Input for this task:
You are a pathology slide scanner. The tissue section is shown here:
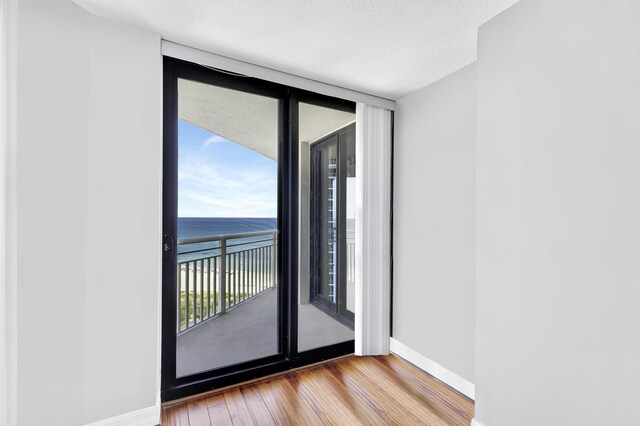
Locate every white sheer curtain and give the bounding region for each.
[355,103,392,355]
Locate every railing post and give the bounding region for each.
[271,232,278,287]
[220,238,227,314]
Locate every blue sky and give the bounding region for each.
[178,120,278,217]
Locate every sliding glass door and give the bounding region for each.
[162,59,354,401]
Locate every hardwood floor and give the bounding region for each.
[162,355,474,426]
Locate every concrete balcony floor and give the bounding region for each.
[176,289,353,377]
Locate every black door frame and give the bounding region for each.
[161,57,355,402]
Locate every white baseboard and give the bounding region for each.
[391,337,482,402]
[84,405,160,426]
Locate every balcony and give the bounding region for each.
[176,230,353,377]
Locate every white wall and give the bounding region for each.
[16,0,162,425]
[393,64,476,382]
[476,0,640,426]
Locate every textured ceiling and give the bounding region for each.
[74,0,517,99]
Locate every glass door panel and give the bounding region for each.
[298,103,355,352]
[175,79,281,377]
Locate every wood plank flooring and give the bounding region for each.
[162,355,474,426]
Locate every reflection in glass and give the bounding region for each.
[298,103,355,352]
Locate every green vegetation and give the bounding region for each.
[180,291,251,330]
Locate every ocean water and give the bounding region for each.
[178,217,278,239]
[178,217,278,262]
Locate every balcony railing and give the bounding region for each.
[176,230,278,334]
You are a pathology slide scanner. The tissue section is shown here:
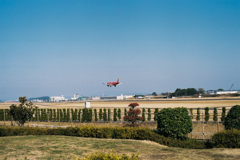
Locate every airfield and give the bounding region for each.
[0,97,240,109]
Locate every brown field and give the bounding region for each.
[0,97,240,109]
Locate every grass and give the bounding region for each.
[0,136,240,160]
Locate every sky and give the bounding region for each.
[0,0,240,100]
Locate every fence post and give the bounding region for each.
[3,109,5,126]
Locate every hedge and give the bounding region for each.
[0,126,206,149]
[212,129,240,148]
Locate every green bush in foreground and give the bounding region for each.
[73,150,139,160]
[157,107,193,139]
[212,129,240,148]
[223,105,240,130]
[0,126,208,149]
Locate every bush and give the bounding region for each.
[212,129,240,148]
[77,150,139,160]
[157,107,193,139]
[0,126,207,149]
[196,107,200,121]
[223,105,240,130]
[213,107,218,122]
[221,107,226,122]
[204,107,209,123]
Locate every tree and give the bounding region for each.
[123,103,142,127]
[157,107,193,139]
[198,88,205,94]
[223,105,240,130]
[9,96,33,126]
[204,107,209,123]
[152,92,157,96]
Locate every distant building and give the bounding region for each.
[49,95,66,102]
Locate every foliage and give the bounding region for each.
[113,108,117,122]
[142,108,146,122]
[212,129,240,148]
[99,108,103,121]
[123,103,142,127]
[221,107,226,122]
[196,107,200,121]
[213,107,218,122]
[9,96,33,126]
[189,108,193,119]
[0,125,208,149]
[77,149,139,160]
[223,105,240,130]
[148,108,151,121]
[108,109,111,122]
[94,109,98,122]
[103,108,107,122]
[154,108,159,121]
[204,107,210,123]
[117,108,122,121]
[157,107,193,139]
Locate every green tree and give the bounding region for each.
[154,108,159,121]
[213,107,218,122]
[157,107,193,139]
[113,108,117,122]
[118,108,122,121]
[99,109,103,121]
[103,108,107,122]
[221,107,226,122]
[204,107,209,123]
[196,108,200,121]
[148,108,151,121]
[9,96,33,126]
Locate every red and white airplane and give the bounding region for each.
[103,78,123,87]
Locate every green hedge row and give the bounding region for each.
[212,129,240,148]
[0,126,209,149]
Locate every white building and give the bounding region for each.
[49,95,66,102]
[117,94,133,100]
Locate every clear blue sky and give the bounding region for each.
[0,0,240,100]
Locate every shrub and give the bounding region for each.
[154,108,159,121]
[204,107,209,123]
[99,109,103,121]
[189,108,193,119]
[8,96,33,126]
[123,103,142,127]
[212,129,240,148]
[108,109,111,122]
[148,108,151,121]
[94,109,98,122]
[213,107,218,122]
[118,108,122,121]
[196,108,200,121]
[142,108,146,122]
[103,108,107,122]
[77,150,139,160]
[157,107,193,139]
[113,108,117,122]
[221,107,226,122]
[223,105,240,130]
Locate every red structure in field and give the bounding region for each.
[123,103,143,127]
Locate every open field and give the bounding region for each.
[0,136,240,160]
[0,97,240,109]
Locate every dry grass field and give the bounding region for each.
[0,136,240,160]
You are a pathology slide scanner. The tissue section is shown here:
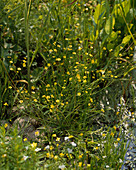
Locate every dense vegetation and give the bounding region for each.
[0,0,136,170]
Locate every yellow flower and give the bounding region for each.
[87,164,91,168]
[94,146,99,150]
[101,109,104,112]
[23,63,26,67]
[116,112,119,115]
[2,154,7,158]
[78,162,82,167]
[56,137,60,142]
[19,100,23,103]
[52,134,57,137]
[39,15,43,19]
[4,123,8,128]
[35,131,39,136]
[56,58,61,61]
[51,104,54,109]
[4,102,8,106]
[91,59,94,64]
[34,99,37,102]
[54,155,58,160]
[56,99,60,103]
[68,135,74,139]
[77,92,81,96]
[78,154,83,159]
[117,138,120,141]
[110,132,114,137]
[90,98,93,103]
[76,74,80,79]
[113,126,117,130]
[102,133,106,137]
[59,153,64,157]
[24,138,27,142]
[31,142,37,148]
[31,86,35,90]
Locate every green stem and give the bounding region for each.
[25,0,31,93]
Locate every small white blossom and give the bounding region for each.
[64,137,69,140]
[45,145,50,149]
[35,148,41,152]
[71,142,77,146]
[67,148,72,153]
[59,165,66,169]
[23,156,28,161]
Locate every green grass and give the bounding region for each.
[0,0,135,169]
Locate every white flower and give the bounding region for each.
[67,148,72,153]
[59,165,66,169]
[71,142,77,146]
[23,156,28,161]
[35,148,41,152]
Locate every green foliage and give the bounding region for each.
[0,0,136,169]
[0,124,40,170]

Objective:
Print all the rows above word for word, but leave out the pictures.

Finished task:
You are a pathology slide scanner. The tissue section is shown here:
Locate every white sheer curtain and give the bounding region for each.
[355,103,392,355]
Locate every railing post and give the bounding region for each.
[271,232,278,287]
[220,238,227,314]
Locate every blue sky and give the bounding region for each.
[178,120,278,217]
Locate every sliding glass door and give the bounding region for each.
[162,59,354,401]
Locate every hardwood floor and give the bounding region for each.
[162,355,474,426]
Locate every concrete balcony floor and give the bounding region for each.
[176,289,353,377]
Locate every black door frame and give the bounding region for each.
[161,57,355,402]
Locate every white baseboard and give the bounding region for each.
[391,337,482,402]
[84,405,160,426]
Locate every balcony and give the bounding region for each.
[176,230,353,377]
Locate every white wall and give the bounding region for each.
[16,0,162,425]
[393,64,476,382]
[476,0,640,426]
Locate every textured ceiling and give the bounding region for each.
[74,0,517,99]
Locate every glass door panel and give the bounding region for each.
[298,103,355,352]
[175,79,281,377]
Locate every wood plank flooring and give the bounding region for each.
[162,355,474,426]
Locate every reflection in glass and give the bounding region for each.
[298,103,355,352]
Locate every green vegetation and give the bounding region for each.
[180,291,251,330]
Locate every ocean water and give the bounding region for each.
[178,217,278,239]
[178,217,278,262]
Locate every balcony railing and give the bounding region for each.
[176,230,278,334]
You are a pathology slide scanner. The tissue section is shown here:
Locate every airfield and give the bounding region for each.
[0,97,240,109]
Locate every brown field and give the bounding region for each.
[0,97,240,109]
Locate every grass and give the bounding region for each.
[0,136,240,160]
Locate every sky and give the bounding region for each.
[0,0,240,100]
Locate every fence post and give the bounding region for each.
[3,109,5,126]
Locate every hedge and give the bounding region for each.
[0,126,206,149]
[212,129,240,148]
Locate every green bush in foreground and give the bounding region for each.
[73,150,139,160]
[157,107,193,139]
[212,129,240,148]
[223,105,240,130]
[0,126,208,149]
Locate every bush and give the bounding region for each.
[212,129,240,148]
[77,150,139,160]
[157,107,193,139]
[0,126,207,149]
[196,107,200,121]
[223,105,240,130]
[213,107,218,122]
[221,107,226,122]
[204,107,209,123]
Locate every tree and give the bounding region for each.
[123,103,142,127]
[157,107,193,139]
[198,88,205,94]
[223,105,240,130]
[9,96,33,126]
[204,107,209,123]
[152,92,157,96]
Locate every distant building and give the bounding region for each.
[49,95,66,102]
Locate every foliage and give the bounding region for each.
[113,108,117,122]
[142,108,146,122]
[212,129,240,148]
[99,108,103,121]
[123,103,142,127]
[221,107,226,122]
[196,107,200,121]
[213,107,218,122]
[9,96,33,126]
[189,108,193,119]
[0,125,208,149]
[77,149,139,160]
[223,105,240,130]
[148,108,151,121]
[108,109,111,122]
[94,109,98,122]
[103,108,107,122]
[154,108,159,121]
[204,107,210,123]
[117,108,122,121]
[157,107,193,139]
Locate every green tree and give the bounding region for each.
[154,108,159,121]
[213,107,218,122]
[157,107,193,139]
[113,108,117,122]
[118,108,122,121]
[99,109,103,121]
[103,108,107,122]
[221,107,226,122]
[204,107,209,123]
[196,108,200,121]
[148,108,151,121]
[9,96,33,126]
Locate every red and white airplane and give the bounding region for each.
[103,78,123,87]
Locate every green hedge row and give the bounding region for each.
[212,129,240,148]
[0,126,209,149]
Locate every white building and give the bounding region for each.
[49,95,66,102]
[117,94,133,100]
Locate every clear blue sky and give the bounding region for each.
[0,0,240,100]
Locate every shrub and give the bounding region for each.
[154,108,159,121]
[204,107,209,123]
[99,109,103,121]
[189,108,193,119]
[8,96,33,126]
[123,103,142,127]
[212,129,240,148]
[108,109,111,122]
[148,108,151,121]
[94,109,98,122]
[213,107,218,122]
[118,108,122,121]
[196,108,200,121]
[142,108,146,122]
[103,108,107,122]
[77,150,139,160]
[157,107,193,139]
[113,108,117,122]
[221,107,226,122]
[223,105,240,130]
Locate every red structure in field and give the bounding region for each.
[123,103,143,127]
Locate every open field and give the bounding region for each.
[0,136,240,160]
[0,97,240,109]
Locate every dry grass field and give the bounding region for each.
[0,136,240,160]
You are a pathology slide scanner. The tissue section is shown here:
Locate every dense vegetation and give the bounding region for each.
[0,0,136,170]
Locate every yellow flower and give the bounding region for each.
[87,164,91,168]
[94,146,99,150]
[101,109,104,112]
[23,63,26,67]
[116,112,119,115]
[2,154,7,158]
[78,162,82,167]
[56,137,60,142]
[19,100,23,103]
[52,134,57,137]
[39,15,43,19]
[4,123,8,128]
[35,131,39,136]
[56,58,61,61]
[51,104,54,109]
[4,102,8,106]
[91,59,94,64]
[34,99,37,102]
[54,155,58,160]
[56,99,60,103]
[68,135,74,139]
[77,92,81,96]
[78,154,83,159]
[117,138,120,141]
[110,132,114,137]
[90,98,93,103]
[76,74,80,79]
[113,126,117,130]
[102,133,106,137]
[59,153,64,157]
[24,138,27,142]
[31,142,37,148]
[31,86,35,90]
Locate every green stem and give the bounding region for each.
[25,0,31,93]
Locate every small white blossom and give the bounding region for each.
[64,137,69,140]
[45,145,50,149]
[35,148,41,152]
[71,142,77,146]
[67,148,72,153]
[59,165,66,169]
[23,156,28,161]
Locate every green grass and give the bounding region for each.
[0,0,135,169]
Locate every white flower and give the bounding region for each.
[67,148,72,153]
[59,165,66,169]
[71,142,77,146]
[23,156,28,161]
[35,148,41,152]
Locate every green foliage and give the bounding region for each.
[0,0,136,169]
[0,124,40,170]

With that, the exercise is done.